• THE PROBLEM: Please retype, unchanged, each line from the top of the material below through the line where "Find the shadowed" appears.

• TASK MATERIAL:

_____

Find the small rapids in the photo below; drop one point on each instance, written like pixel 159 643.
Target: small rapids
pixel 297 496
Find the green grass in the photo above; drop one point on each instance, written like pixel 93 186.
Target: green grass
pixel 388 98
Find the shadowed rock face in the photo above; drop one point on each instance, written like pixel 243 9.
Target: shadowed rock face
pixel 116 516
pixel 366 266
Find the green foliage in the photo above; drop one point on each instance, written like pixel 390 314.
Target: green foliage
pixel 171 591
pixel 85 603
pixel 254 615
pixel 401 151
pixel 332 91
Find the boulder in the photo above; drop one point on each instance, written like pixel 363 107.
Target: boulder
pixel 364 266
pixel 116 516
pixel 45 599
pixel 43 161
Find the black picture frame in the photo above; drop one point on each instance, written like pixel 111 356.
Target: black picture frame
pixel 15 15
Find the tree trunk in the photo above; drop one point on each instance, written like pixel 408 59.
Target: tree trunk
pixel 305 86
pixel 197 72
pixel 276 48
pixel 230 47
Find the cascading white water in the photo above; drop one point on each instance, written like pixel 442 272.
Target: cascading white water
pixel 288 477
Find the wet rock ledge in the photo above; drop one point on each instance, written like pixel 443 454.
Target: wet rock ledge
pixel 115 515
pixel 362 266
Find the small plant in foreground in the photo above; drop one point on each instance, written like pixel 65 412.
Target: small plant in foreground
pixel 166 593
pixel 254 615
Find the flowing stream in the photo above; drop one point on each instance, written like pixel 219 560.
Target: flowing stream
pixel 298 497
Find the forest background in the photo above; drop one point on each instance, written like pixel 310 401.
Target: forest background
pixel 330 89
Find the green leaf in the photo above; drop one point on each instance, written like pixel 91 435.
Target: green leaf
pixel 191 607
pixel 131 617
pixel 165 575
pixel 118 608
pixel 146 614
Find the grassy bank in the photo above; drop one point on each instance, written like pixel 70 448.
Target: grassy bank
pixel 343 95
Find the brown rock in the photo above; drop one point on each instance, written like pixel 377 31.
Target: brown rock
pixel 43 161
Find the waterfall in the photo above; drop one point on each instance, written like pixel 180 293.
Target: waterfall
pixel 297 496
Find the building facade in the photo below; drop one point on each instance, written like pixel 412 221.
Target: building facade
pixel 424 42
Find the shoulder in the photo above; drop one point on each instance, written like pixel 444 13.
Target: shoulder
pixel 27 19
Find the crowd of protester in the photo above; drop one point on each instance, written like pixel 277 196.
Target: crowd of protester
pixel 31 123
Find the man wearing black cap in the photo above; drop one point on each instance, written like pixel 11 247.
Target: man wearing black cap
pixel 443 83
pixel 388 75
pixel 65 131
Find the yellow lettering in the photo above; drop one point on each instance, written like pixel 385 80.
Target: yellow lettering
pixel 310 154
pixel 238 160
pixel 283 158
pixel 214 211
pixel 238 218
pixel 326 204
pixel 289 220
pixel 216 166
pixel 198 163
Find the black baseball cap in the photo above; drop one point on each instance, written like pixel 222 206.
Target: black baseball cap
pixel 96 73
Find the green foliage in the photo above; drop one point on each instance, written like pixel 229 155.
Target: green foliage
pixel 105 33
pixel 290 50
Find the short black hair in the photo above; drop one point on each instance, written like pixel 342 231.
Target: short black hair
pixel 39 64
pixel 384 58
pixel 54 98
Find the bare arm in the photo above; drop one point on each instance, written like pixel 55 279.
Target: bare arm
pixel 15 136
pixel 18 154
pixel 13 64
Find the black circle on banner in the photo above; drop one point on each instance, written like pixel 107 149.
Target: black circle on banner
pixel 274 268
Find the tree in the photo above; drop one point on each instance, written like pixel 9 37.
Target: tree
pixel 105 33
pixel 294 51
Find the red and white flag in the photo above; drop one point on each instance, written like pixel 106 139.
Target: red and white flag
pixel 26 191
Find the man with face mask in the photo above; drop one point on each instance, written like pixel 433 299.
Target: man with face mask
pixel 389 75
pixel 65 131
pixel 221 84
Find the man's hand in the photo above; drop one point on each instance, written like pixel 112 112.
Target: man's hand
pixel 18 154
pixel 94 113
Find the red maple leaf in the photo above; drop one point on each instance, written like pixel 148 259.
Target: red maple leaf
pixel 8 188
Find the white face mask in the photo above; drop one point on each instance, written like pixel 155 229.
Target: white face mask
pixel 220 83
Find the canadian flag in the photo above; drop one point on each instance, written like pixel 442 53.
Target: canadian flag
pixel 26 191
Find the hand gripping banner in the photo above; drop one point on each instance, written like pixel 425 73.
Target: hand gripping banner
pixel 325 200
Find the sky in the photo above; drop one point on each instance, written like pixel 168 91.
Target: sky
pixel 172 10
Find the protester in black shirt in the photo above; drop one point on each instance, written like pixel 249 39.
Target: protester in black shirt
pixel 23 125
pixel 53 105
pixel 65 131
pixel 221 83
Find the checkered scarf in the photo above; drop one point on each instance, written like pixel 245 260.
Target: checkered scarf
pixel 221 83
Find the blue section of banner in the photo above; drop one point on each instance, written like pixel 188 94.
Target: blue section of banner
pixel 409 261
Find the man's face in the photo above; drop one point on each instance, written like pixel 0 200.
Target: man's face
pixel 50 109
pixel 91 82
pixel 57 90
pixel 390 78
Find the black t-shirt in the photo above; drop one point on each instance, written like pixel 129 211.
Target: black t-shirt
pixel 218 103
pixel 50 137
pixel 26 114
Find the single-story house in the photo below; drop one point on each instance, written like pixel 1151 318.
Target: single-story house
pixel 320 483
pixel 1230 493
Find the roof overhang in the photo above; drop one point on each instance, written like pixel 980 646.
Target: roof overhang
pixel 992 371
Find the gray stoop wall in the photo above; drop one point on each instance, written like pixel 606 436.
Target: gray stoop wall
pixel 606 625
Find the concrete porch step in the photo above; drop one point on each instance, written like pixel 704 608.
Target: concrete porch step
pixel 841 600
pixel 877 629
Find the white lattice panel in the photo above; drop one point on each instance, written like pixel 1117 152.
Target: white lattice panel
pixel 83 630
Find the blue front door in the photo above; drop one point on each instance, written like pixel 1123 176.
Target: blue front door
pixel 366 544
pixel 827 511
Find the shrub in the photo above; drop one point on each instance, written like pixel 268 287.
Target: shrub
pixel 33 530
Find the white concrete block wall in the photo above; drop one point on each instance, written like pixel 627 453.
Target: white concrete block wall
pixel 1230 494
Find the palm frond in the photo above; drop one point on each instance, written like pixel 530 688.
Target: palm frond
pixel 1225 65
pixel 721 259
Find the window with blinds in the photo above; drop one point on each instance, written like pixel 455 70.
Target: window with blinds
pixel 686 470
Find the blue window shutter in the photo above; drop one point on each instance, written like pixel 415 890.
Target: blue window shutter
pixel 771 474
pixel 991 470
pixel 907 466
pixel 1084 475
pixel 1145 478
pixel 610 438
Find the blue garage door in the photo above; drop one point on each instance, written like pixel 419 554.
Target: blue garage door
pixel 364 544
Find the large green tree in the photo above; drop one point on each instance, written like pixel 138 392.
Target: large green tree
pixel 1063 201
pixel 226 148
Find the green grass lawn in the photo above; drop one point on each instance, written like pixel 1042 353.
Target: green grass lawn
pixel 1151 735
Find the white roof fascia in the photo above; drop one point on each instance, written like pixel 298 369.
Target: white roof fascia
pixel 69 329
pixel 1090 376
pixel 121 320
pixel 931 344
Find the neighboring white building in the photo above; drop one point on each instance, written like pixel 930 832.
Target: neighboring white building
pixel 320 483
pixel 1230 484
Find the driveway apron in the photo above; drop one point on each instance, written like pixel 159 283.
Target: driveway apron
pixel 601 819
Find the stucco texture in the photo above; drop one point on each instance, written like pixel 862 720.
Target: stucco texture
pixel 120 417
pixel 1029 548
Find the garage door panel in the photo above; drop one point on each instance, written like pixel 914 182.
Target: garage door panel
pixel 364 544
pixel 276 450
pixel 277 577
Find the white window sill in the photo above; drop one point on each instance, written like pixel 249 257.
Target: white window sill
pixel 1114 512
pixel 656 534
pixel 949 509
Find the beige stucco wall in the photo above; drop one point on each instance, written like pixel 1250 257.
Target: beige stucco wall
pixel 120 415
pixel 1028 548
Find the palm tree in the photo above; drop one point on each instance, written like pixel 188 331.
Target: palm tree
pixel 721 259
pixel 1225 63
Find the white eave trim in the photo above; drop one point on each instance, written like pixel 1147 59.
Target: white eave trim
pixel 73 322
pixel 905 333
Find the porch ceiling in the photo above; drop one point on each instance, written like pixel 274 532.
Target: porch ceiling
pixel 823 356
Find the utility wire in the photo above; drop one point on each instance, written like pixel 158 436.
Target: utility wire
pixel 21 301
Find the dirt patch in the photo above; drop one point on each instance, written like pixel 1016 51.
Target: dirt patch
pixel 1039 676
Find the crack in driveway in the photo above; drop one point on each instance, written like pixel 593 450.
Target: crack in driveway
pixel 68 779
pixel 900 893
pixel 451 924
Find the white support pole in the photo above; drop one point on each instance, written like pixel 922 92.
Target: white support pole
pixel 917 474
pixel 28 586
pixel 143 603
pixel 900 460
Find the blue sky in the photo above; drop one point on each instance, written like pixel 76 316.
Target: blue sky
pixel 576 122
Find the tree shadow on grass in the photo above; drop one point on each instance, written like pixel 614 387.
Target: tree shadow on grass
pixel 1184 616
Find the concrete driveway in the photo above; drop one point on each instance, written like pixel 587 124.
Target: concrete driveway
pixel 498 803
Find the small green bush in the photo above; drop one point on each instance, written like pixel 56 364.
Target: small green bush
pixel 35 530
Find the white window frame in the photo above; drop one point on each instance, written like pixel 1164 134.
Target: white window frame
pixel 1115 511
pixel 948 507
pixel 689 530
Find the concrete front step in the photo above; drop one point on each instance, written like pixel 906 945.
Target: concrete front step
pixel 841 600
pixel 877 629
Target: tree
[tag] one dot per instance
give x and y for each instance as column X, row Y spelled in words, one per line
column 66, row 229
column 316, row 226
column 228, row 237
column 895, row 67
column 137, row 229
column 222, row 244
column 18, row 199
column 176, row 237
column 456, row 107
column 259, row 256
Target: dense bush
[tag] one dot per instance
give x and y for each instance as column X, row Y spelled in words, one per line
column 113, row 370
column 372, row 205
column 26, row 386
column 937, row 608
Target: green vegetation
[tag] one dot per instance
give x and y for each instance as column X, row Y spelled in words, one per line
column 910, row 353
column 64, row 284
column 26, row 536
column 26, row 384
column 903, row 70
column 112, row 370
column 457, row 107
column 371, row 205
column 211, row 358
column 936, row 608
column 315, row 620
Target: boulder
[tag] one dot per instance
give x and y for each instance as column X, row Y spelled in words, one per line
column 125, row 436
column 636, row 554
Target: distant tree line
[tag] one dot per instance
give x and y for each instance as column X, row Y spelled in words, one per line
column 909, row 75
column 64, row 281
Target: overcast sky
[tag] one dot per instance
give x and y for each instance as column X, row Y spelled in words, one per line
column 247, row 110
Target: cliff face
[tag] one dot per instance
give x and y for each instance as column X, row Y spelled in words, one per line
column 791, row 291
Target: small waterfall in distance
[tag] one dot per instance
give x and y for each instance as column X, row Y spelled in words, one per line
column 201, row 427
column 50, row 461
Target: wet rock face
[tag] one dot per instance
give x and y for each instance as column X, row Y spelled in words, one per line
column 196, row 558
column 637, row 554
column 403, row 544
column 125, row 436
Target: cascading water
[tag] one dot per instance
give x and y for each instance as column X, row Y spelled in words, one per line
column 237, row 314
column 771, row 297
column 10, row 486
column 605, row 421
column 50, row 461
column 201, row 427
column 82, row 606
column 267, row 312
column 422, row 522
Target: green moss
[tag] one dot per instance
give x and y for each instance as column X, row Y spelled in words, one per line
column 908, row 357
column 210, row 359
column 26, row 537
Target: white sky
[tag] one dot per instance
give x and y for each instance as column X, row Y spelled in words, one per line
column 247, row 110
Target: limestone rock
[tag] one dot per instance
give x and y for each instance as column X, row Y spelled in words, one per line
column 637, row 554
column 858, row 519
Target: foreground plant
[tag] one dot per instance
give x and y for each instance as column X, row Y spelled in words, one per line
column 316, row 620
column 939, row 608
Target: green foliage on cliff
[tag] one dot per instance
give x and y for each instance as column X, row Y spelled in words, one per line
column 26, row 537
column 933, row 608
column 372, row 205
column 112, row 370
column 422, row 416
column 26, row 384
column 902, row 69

_____

• FINISHED EXERCISE:
Find the small rapids in the photo below; drop one point on each instance, written like pixel 159 643.
Target: small rapids
pixel 297 496
Find the green grass in the photo above; drop one point on each instance, written like pixel 93 186.
Target: green grass
pixel 388 98
Find the shadowed rock face in the photo above; drop one point on each instance, written like pixel 243 9.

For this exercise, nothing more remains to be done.